• _The exercise_: Locate each line of the material below that contains the word "hair", and copy every such line.

• _Extracted data_:
──────
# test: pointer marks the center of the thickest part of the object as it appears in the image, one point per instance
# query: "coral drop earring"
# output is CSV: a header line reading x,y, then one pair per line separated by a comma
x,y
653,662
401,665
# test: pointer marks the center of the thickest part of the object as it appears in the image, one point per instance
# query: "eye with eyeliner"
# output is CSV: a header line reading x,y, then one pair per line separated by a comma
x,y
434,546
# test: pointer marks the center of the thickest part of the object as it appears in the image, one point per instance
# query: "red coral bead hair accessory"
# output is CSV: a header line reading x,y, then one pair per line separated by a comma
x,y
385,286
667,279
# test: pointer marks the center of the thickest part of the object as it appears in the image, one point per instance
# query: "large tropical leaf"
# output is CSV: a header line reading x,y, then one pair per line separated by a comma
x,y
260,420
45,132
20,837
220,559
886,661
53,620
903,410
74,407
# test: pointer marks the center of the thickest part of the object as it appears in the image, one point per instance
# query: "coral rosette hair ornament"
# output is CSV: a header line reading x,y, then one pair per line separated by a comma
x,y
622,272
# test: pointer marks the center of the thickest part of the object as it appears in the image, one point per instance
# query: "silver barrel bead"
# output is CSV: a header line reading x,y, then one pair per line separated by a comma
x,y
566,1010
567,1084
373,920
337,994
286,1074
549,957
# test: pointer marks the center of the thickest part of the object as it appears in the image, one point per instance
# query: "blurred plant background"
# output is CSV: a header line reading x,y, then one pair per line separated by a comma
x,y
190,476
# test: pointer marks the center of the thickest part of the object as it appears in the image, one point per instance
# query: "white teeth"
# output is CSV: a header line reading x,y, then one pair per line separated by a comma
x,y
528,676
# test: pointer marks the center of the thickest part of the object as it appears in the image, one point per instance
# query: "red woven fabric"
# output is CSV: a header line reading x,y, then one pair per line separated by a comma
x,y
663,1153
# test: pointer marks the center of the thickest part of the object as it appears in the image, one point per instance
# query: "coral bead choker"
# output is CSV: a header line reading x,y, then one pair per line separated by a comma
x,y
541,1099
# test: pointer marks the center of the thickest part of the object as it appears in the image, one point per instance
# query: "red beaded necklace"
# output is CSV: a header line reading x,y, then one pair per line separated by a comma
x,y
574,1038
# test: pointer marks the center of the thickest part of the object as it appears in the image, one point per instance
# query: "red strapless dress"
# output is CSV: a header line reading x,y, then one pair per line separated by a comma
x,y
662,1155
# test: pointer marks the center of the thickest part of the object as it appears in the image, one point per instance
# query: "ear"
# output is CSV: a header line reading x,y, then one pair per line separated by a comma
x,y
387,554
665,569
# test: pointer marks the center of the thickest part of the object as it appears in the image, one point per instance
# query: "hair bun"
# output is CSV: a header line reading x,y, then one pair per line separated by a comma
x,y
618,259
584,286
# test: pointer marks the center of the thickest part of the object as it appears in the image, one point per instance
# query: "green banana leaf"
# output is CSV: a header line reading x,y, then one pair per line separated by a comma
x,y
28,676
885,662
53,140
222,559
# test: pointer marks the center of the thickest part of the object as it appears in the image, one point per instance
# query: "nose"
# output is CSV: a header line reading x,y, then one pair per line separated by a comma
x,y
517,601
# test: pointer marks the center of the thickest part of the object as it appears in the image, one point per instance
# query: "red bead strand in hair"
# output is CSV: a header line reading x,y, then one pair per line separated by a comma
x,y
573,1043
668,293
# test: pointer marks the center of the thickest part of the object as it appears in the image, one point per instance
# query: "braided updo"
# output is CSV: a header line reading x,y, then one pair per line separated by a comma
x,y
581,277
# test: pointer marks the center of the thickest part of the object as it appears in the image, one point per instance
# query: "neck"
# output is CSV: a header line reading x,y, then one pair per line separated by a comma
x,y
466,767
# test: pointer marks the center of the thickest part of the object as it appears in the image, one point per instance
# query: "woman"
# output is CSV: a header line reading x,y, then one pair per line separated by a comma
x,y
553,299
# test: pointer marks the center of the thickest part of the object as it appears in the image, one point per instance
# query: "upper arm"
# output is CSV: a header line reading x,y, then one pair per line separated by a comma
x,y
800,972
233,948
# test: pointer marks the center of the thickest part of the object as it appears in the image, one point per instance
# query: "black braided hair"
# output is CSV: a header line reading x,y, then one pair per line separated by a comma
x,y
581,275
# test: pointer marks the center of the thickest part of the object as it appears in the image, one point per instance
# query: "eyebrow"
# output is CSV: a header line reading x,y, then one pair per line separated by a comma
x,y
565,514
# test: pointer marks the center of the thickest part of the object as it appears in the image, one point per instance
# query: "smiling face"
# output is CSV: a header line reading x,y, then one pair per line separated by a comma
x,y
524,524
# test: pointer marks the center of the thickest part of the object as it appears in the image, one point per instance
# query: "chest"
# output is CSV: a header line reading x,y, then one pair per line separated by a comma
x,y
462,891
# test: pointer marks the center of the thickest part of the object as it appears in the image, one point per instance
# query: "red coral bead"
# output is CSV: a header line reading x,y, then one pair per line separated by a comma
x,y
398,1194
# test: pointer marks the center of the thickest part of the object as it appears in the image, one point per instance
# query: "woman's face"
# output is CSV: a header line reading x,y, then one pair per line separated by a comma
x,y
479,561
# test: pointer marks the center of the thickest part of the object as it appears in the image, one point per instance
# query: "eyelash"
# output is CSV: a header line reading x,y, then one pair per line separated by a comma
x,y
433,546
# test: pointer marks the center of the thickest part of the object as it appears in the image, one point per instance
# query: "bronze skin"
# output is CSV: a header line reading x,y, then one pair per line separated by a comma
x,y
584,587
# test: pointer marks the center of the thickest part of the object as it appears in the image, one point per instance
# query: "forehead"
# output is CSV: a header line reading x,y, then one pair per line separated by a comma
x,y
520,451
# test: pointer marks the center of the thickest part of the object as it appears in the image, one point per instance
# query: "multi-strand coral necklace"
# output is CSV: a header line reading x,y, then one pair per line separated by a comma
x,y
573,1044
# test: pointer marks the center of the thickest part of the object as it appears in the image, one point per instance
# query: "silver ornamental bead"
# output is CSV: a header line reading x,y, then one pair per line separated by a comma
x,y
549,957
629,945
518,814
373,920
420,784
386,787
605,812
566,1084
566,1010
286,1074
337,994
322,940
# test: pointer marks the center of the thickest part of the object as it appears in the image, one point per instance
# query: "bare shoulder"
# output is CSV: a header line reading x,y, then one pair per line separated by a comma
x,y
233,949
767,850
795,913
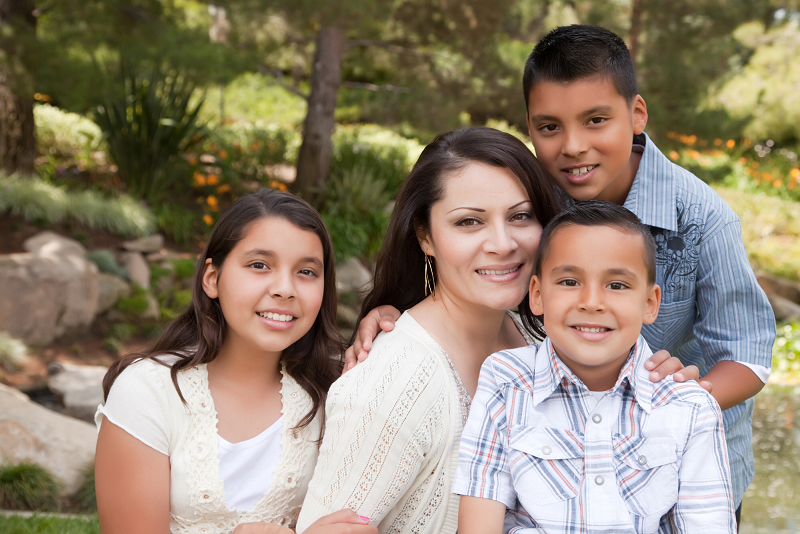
──────
• _Solution_:
# query: "red coral bead hair accessory"
# query: "coral rosette hair ornament"
# query: "hair bun"
# query: "red bead strand in hair"
# query: "black braided hair"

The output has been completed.